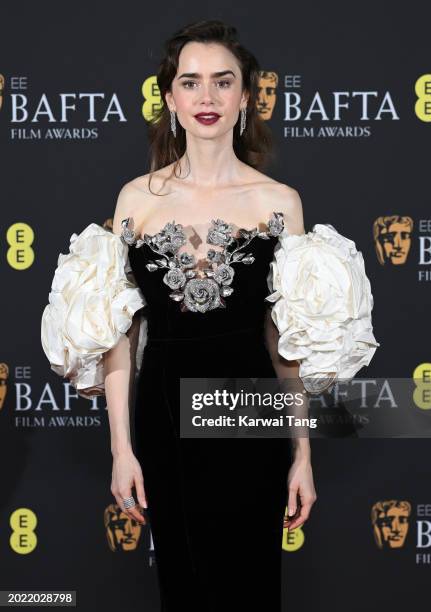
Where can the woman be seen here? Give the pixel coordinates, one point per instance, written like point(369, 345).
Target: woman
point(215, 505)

========================

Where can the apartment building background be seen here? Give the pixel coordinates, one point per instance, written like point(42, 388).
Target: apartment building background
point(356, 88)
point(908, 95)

========================

▸ Exercise brief
Format everything from the line containing "Where can the woman" down to the line containing "point(215, 505)", both included, as a Markdown table with the columns Number and Line. Skip any blank lines.

▸ Response to this exercise
| Number | Line |
|---|---|
| 1 | Where can the woman be seen here? Give the pixel coordinates, one point per instance, written like point(369, 345). |
| 2 | Target: woman |
| 3 | point(215, 505) |